* DIRECTIVE
Pick out every line of the material below that contains the string "woodpecker", and copy each of those lines.

* TASK INPUT

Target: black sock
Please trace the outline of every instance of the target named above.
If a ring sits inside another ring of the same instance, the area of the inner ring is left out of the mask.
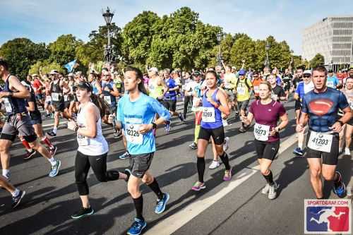
[[[143,209],[143,198],[142,194],[137,198],[133,198],[133,204],[135,205],[135,210],[136,210],[136,218],[141,220],[145,220],[142,216],[142,210]]]
[[[267,176],[263,176],[263,177],[265,178],[265,179],[266,179],[266,181],[268,182],[268,184],[270,184],[270,186],[273,186],[273,183],[275,183],[273,182],[273,176],[272,175],[272,171],[270,171],[270,174],[268,174]]]
[[[228,158],[228,155],[227,152],[223,152],[223,154],[222,155],[220,155],[220,158],[222,160],[222,162],[225,164],[225,169],[227,171],[230,170],[230,166],[229,166],[229,159]]]
[[[159,200],[163,198],[163,193],[160,191],[160,186],[158,185],[158,183],[157,183],[155,178],[153,178],[153,181],[151,183],[148,184],[148,186],[153,192],[155,192]]]
[[[205,158],[198,157],[198,161],[196,162],[196,165],[198,167],[198,181],[201,183],[203,183],[203,175],[205,174]]]

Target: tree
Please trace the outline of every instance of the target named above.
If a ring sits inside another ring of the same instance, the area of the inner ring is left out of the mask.
[[[16,38],[0,47],[0,56],[7,61],[10,73],[24,79],[31,65],[47,59],[49,52],[44,43],[36,44],[27,38]]]
[[[318,53],[310,61],[310,66],[311,68],[316,67],[318,66],[325,64],[325,57],[320,53]]]

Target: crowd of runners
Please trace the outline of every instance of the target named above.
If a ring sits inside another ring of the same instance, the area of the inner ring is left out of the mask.
[[[128,234],[141,234],[147,224],[143,215],[141,183],[156,195],[155,213],[165,210],[170,195],[162,191],[150,167],[157,150],[156,129],[162,126],[167,134],[174,116],[181,121],[178,123],[195,120],[194,140],[189,147],[196,150],[198,179],[190,186],[191,190],[206,187],[203,177],[208,144],[213,153],[208,167],[215,169],[222,163],[223,181],[232,180],[234,172],[227,153],[231,136],[226,137],[224,129],[232,118],[241,122],[240,133],[253,128],[256,152],[265,181],[261,193],[273,200],[279,186],[273,180],[271,164],[280,149],[280,133],[289,123],[283,104],[292,99],[295,102],[298,142],[293,152],[307,159],[315,197],[323,198],[322,178],[333,181],[333,192],[338,197],[345,195],[345,186],[336,167],[341,153],[350,155],[353,67],[345,75],[336,75],[323,66],[256,71],[237,70],[223,63],[203,71],[171,71],[155,67],[146,71],[143,74],[133,67],[124,71],[102,68],[100,73],[78,71],[65,76],[53,70],[48,74],[29,75],[21,81],[10,73],[7,62],[0,60],[4,82],[0,91],[0,186],[11,194],[13,207],[20,204],[25,191],[11,183],[11,144],[18,137],[25,149],[24,159],[40,153],[49,162],[49,177],[55,177],[59,174],[61,161],[55,157],[57,147],[51,139],[60,135],[58,128],[62,119],[67,119],[67,128],[77,133],[78,145],[73,181],[82,205],[73,212],[73,219],[94,213],[86,181],[90,168],[101,182],[127,182],[136,212]],[[179,112],[176,103],[181,100],[184,110]],[[46,133],[42,118],[54,121],[52,130]],[[126,152],[119,158],[130,160],[130,167],[124,172],[107,169],[109,145],[102,125],[110,126],[116,141],[124,143]]]

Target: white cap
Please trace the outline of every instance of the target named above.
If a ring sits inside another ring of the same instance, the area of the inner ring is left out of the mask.
[[[158,68],[156,67],[150,68],[150,69],[148,69],[148,72],[158,73]]]
[[[311,75],[311,71],[310,69],[307,69],[303,72],[303,74],[310,74]]]

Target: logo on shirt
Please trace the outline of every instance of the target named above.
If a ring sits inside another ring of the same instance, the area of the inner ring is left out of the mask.
[[[351,202],[345,199],[304,200],[305,234],[351,234]]]
[[[333,102],[328,99],[318,99],[311,101],[309,103],[310,111],[316,116],[327,114],[333,107]]]

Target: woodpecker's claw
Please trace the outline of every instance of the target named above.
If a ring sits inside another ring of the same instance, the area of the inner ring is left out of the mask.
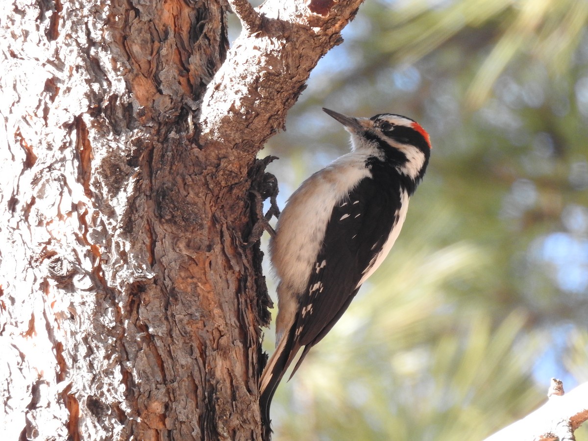
[[[264,231],[269,233],[272,238],[276,235],[276,232],[269,225],[269,221],[272,216],[275,216],[277,218],[280,215],[280,209],[276,201],[279,191],[278,179],[272,173],[265,171],[266,166],[275,159],[277,159],[275,156],[267,156],[263,159],[258,159],[253,167],[255,173],[254,176],[256,179],[253,179],[252,188],[249,189],[249,192],[254,196],[253,209],[252,212],[255,213],[255,216],[253,216],[255,223],[246,242],[243,242],[243,246],[246,248],[253,246],[261,238]],[[270,201],[269,209],[264,214],[263,201],[268,198]]]

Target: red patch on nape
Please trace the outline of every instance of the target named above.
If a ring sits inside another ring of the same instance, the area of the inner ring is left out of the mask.
[[[423,135],[423,138],[425,138],[425,140],[427,142],[427,143],[429,145],[429,148],[432,149],[433,146],[431,145],[431,138],[429,138],[429,133],[427,133],[426,131],[425,131],[425,129],[423,128],[423,126],[417,122],[413,122],[412,128],[413,128],[415,130],[416,130],[417,132],[418,132],[419,133]]]

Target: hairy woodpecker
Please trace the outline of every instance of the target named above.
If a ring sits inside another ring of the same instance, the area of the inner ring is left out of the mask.
[[[356,118],[323,110],[351,134],[352,151],[292,194],[270,242],[280,282],[276,348],[260,380],[266,425],[276,388],[299,350],[304,347],[292,375],[394,245],[430,153],[429,135],[406,116]]]

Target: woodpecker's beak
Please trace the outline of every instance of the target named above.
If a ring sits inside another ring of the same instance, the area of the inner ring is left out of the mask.
[[[336,112],[329,109],[325,109],[324,107],[323,112],[340,122],[350,132],[355,133],[359,131],[365,130],[366,128],[362,125],[358,118],[347,116],[342,113],[338,113]]]

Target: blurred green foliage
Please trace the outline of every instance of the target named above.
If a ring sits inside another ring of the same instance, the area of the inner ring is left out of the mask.
[[[281,205],[348,151],[322,106],[406,115],[433,149],[386,262],[278,389],[275,439],[482,439],[551,377],[588,381],[587,19],[583,0],[366,0],[319,62],[261,152]]]

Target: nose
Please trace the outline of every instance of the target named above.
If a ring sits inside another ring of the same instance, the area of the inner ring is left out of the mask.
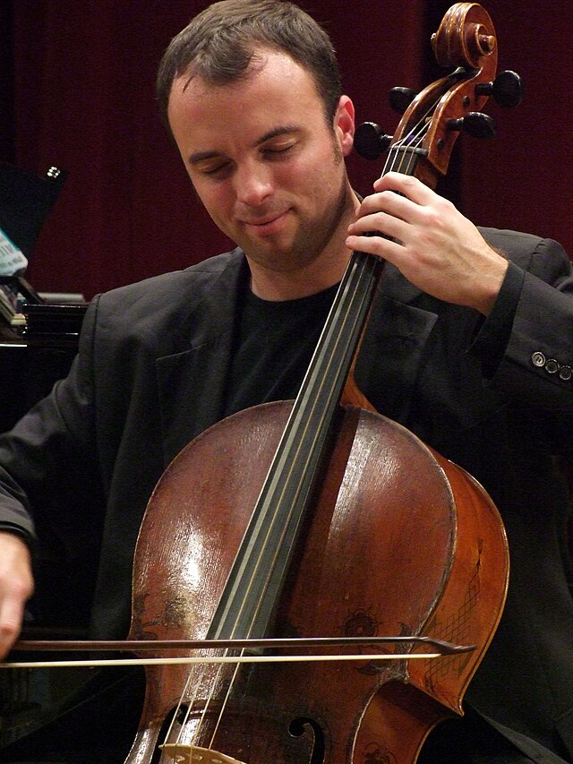
[[[273,193],[270,168],[262,163],[240,167],[234,179],[237,201],[249,207],[260,207]]]

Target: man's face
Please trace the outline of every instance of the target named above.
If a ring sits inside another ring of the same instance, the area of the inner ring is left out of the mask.
[[[176,79],[168,115],[217,226],[252,265],[285,272],[344,241],[341,215],[353,200],[343,157],[354,111],[343,97],[329,125],[312,75],[285,54],[260,53],[262,66],[237,82]]]

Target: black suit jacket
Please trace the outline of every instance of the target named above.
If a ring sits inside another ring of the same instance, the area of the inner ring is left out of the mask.
[[[552,747],[559,734],[573,754],[569,504],[555,470],[555,456],[571,454],[573,278],[556,243],[483,233],[526,270],[500,361],[475,312],[430,297],[387,266],[356,378],[382,414],[464,467],[498,504],[509,593],[466,697],[517,731],[534,760],[549,762],[557,760],[520,735]],[[30,532],[35,524],[40,544],[78,561],[78,575],[81,566],[96,571],[94,637],[125,635],[151,491],[221,417],[245,278],[235,250],[96,298],[70,375],[0,442],[0,519]]]

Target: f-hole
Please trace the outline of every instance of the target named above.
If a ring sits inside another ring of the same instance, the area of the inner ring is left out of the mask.
[[[176,714],[176,715],[175,715]],[[175,722],[173,723],[173,734],[176,734],[177,729],[181,727],[183,723],[185,720],[185,716],[187,714],[187,706],[179,706],[178,708],[173,708],[167,717],[163,724],[161,725],[161,729],[159,730],[159,734],[158,735],[158,745],[156,745],[155,751],[153,752],[153,756],[151,757],[151,760],[150,764],[159,764],[159,760],[161,759],[161,749],[158,748],[161,743],[165,743],[165,737],[169,731],[169,727],[171,726],[171,722],[175,716]]]
[[[288,725],[288,734],[293,737],[303,737],[304,734],[312,734],[314,743],[312,744],[312,756],[309,764],[324,764],[324,734],[322,728],[314,719],[309,719],[306,717],[293,719]]]

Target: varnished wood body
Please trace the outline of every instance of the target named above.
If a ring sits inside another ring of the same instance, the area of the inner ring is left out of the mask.
[[[241,412],[166,471],[138,541],[133,639],[204,637],[289,410]],[[354,764],[373,751],[397,764],[415,760],[432,726],[459,713],[502,610],[506,539],[475,481],[378,414],[345,410],[338,432],[272,636],[420,634],[479,647],[383,665],[365,656],[363,664],[242,666],[215,741],[216,714],[198,744],[247,764]],[[191,674],[185,691],[189,669],[148,668],[129,764],[151,760],[182,693],[193,702],[199,688],[199,714],[215,686],[213,708],[221,706],[228,668]]]

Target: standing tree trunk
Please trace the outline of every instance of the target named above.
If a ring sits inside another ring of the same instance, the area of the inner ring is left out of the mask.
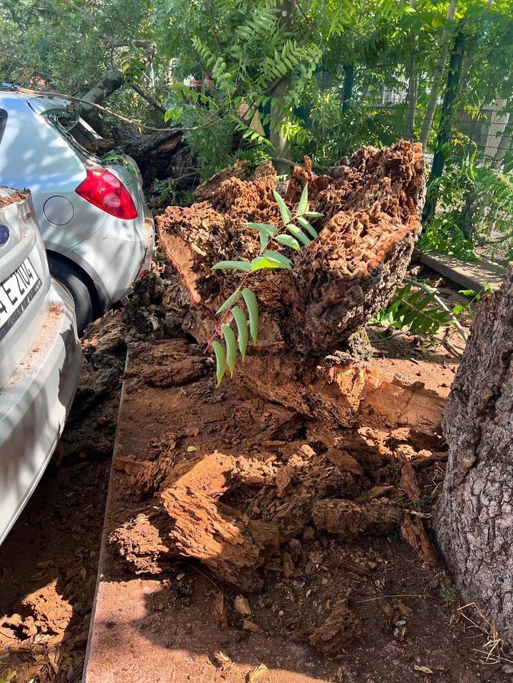
[[[447,478],[435,528],[465,600],[513,642],[513,265],[478,306],[442,426]]]

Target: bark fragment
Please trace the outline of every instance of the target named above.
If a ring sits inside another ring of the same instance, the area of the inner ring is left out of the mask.
[[[361,637],[360,620],[349,610],[347,602],[335,607],[322,626],[310,635],[310,645],[324,654],[341,654],[344,648]]]
[[[435,544],[428,535],[424,522],[420,517],[406,515],[401,525],[401,535],[421,560],[432,567],[439,564]]]
[[[314,506],[314,521],[318,529],[354,539],[360,534],[383,534],[400,523],[403,513],[388,502],[375,500],[360,504],[353,500],[325,498]]]

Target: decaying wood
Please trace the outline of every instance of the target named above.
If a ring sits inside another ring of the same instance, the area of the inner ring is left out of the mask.
[[[380,500],[360,504],[353,500],[325,498],[316,503],[313,513],[318,529],[348,540],[360,534],[388,533],[403,519],[399,508]]]
[[[246,590],[261,587],[255,569],[279,547],[276,525],[249,520],[190,488],[167,489],[161,498],[174,521],[169,535],[181,557],[200,560],[226,583]]]
[[[401,468],[401,480],[399,486],[410,500],[420,500],[420,489],[418,486],[417,475],[410,463],[406,463]]]
[[[296,538],[311,523],[319,498],[336,492],[353,497],[361,491],[351,473],[309,450],[300,450],[289,458],[276,473],[274,486],[259,491],[249,508],[251,514],[279,525],[284,540]]]
[[[272,166],[261,165],[252,179],[242,179],[239,167],[232,174],[212,183],[200,195],[205,201],[169,207],[157,219],[161,245],[189,297],[187,331],[200,343],[242,277],[212,267],[257,255],[258,235],[247,221],[280,225]],[[318,238],[292,257],[291,271],[261,273],[252,286],[260,304],[261,346],[327,352],[385,306],[405,274],[420,230],[421,148],[405,141],[362,148],[327,175],[315,176],[308,163],[306,170],[297,167],[286,195],[291,210],[306,182],[311,209],[324,214],[313,220]]]
[[[360,620],[344,601],[336,605],[324,623],[310,635],[310,645],[325,654],[343,654],[344,648],[361,637]]]
[[[436,548],[428,535],[421,518],[406,515],[401,525],[401,535],[421,560],[432,567],[439,564]]]
[[[237,380],[265,399],[333,427],[372,415],[385,424],[432,435],[442,420],[440,396],[366,361],[261,354],[237,365]]]
[[[443,416],[435,531],[455,582],[513,642],[513,266],[477,306]]]
[[[135,574],[161,574],[178,557],[169,538],[172,520],[162,510],[148,510],[115,529],[109,542]]]

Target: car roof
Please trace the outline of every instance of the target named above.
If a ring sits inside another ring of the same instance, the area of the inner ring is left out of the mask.
[[[46,95],[44,93],[38,95],[33,91],[21,89],[15,92],[0,91],[0,102],[4,103],[4,107],[11,108],[21,108],[24,104],[28,104],[38,114],[56,109],[66,109],[72,103],[71,100],[63,97]]]

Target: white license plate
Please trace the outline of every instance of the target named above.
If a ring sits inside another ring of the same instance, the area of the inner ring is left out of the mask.
[[[41,286],[41,281],[28,259],[0,284],[0,340],[20,318]]]

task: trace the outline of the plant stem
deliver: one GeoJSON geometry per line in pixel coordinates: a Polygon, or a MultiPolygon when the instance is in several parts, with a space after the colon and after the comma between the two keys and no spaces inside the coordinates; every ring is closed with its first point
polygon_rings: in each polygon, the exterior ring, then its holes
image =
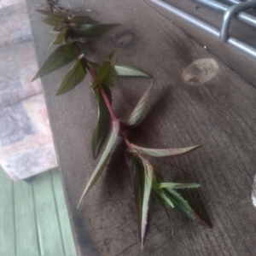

* REPLY TO THE TASK
Target: woodpecker's claw
Target: hairy woodpecker
Target: woodpecker's beak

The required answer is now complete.